Problem to work on:
Your task is to find every line of the data that holds the string "bare" and copy it.

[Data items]

------------------------------------

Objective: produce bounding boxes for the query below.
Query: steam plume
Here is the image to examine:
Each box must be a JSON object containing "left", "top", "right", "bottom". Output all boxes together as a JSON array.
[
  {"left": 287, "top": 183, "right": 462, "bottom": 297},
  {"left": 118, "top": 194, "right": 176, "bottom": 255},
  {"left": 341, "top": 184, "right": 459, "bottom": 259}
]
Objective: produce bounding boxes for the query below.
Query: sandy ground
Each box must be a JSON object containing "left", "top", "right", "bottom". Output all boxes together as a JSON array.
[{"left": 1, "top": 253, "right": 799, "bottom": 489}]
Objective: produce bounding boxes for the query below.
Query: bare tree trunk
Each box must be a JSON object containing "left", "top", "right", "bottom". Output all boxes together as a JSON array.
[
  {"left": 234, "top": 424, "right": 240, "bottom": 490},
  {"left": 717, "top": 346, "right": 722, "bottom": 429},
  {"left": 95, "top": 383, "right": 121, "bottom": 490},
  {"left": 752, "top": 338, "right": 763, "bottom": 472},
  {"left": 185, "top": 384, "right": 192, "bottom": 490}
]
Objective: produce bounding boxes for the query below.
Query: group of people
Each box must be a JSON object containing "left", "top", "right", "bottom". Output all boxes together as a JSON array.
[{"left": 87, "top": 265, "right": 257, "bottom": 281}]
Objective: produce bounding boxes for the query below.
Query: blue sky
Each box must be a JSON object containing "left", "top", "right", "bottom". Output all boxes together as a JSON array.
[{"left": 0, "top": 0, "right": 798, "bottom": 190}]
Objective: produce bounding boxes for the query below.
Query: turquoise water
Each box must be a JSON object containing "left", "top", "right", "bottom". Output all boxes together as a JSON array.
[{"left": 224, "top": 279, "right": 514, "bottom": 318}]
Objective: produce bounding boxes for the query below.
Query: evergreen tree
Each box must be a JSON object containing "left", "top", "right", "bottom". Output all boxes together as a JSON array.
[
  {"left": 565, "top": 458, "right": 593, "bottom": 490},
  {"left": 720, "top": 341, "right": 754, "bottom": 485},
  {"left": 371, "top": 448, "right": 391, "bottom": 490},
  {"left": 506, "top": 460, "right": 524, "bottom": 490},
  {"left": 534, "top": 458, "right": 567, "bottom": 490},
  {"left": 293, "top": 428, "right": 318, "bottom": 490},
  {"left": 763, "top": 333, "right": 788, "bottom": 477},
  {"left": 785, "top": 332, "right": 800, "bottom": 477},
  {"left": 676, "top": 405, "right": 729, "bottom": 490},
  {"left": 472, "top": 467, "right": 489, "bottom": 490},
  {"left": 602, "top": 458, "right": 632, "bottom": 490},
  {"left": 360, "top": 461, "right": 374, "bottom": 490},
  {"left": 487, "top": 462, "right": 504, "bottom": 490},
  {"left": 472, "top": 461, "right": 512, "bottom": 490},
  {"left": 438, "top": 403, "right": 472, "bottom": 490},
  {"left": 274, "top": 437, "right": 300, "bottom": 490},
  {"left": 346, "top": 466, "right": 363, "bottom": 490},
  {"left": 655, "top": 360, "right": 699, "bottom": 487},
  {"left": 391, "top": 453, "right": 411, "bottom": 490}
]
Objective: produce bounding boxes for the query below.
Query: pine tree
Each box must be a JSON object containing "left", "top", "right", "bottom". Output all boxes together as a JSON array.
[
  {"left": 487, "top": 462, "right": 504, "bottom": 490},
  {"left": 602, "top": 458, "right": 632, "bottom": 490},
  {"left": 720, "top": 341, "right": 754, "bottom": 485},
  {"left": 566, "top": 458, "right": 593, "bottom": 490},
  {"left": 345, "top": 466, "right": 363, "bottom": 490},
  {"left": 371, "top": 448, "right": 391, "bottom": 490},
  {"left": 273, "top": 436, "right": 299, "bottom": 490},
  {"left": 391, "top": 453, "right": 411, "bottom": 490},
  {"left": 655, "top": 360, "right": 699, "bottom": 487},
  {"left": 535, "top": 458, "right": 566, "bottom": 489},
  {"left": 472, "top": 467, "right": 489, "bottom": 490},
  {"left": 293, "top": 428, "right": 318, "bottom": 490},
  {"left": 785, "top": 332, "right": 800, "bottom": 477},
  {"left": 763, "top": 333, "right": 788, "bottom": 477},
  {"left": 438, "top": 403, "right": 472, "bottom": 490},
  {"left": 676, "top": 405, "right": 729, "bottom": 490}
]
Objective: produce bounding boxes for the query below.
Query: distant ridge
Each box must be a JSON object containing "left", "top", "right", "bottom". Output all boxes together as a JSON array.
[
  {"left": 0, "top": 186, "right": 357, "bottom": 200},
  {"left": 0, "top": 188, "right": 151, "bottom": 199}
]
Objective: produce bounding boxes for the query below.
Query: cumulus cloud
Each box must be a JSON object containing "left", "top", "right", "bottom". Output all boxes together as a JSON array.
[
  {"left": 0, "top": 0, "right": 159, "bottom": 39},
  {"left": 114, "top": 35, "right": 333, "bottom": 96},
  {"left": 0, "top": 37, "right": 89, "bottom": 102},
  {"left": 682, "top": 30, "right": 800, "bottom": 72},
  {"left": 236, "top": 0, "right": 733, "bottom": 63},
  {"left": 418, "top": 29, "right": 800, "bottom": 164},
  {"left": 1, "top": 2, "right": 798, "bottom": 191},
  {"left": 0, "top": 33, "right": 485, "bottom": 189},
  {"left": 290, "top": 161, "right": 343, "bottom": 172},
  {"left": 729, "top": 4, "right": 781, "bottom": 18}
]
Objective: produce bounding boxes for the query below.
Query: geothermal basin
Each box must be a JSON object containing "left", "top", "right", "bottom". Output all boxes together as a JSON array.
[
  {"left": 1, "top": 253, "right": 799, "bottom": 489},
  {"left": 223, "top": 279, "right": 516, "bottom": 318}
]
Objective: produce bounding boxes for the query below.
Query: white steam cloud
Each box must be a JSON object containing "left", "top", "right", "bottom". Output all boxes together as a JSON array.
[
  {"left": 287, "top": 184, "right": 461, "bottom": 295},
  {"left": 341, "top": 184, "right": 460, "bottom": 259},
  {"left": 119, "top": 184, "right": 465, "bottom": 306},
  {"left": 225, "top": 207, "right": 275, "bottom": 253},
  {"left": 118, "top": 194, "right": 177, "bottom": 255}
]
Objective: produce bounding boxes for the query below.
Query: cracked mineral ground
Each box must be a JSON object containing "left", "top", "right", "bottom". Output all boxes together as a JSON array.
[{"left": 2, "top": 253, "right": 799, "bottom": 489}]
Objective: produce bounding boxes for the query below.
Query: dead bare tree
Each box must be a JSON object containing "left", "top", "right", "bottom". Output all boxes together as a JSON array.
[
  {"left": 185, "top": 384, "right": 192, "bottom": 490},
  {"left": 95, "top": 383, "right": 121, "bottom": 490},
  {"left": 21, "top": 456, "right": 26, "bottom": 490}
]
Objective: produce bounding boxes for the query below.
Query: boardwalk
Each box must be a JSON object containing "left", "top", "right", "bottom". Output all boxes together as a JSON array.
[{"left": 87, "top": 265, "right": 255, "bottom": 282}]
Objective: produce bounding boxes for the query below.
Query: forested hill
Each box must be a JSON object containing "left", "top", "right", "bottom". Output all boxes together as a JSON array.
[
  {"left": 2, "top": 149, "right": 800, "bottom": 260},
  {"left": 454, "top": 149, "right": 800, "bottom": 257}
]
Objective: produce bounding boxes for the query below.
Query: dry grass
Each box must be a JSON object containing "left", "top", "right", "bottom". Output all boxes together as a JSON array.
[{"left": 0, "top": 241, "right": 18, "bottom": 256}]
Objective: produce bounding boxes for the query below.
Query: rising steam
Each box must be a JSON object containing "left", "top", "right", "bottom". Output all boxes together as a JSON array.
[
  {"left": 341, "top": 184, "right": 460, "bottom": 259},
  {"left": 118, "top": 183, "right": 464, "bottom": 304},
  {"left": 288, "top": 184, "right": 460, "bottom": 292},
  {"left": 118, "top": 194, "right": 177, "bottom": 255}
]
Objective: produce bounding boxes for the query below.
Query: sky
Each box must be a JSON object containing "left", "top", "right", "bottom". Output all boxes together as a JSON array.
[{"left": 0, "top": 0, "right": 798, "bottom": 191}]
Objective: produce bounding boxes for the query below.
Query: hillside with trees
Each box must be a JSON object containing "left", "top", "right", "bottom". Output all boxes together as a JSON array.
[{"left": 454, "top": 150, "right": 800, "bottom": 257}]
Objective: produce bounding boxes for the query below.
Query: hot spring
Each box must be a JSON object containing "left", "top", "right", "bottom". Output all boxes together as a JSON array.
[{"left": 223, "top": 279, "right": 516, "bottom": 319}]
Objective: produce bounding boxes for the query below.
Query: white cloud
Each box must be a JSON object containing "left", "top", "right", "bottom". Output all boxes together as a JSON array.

------------------------------------

Response for this exercise:
Query: bare tree trunk
Query: dead bare tree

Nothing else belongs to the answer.